Image-grounded pointing data:
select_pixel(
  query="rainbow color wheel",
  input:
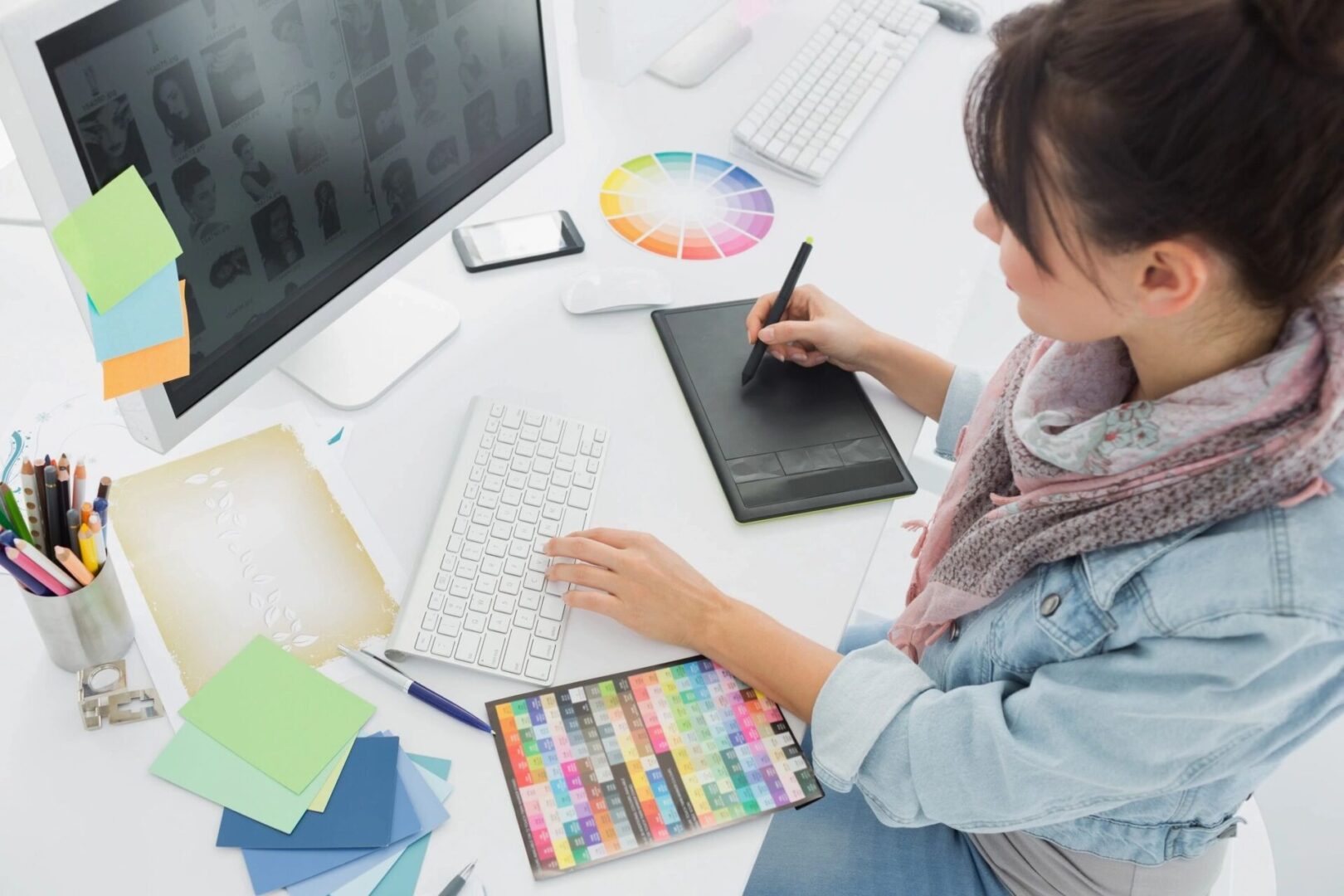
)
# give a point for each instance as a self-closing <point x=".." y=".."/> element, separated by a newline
<point x="687" y="204"/>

**WHAT YOU HAVE TO DO**. Although the records contain pictures, only the text should be copied, exactly as it stands.

**TASK RESULT**.
select_pixel(
  query="rainbow color wheel",
  input:
)
# give a point for each instance as a self-closing <point x=".." y=".."/> element, separated by a newline
<point x="687" y="204"/>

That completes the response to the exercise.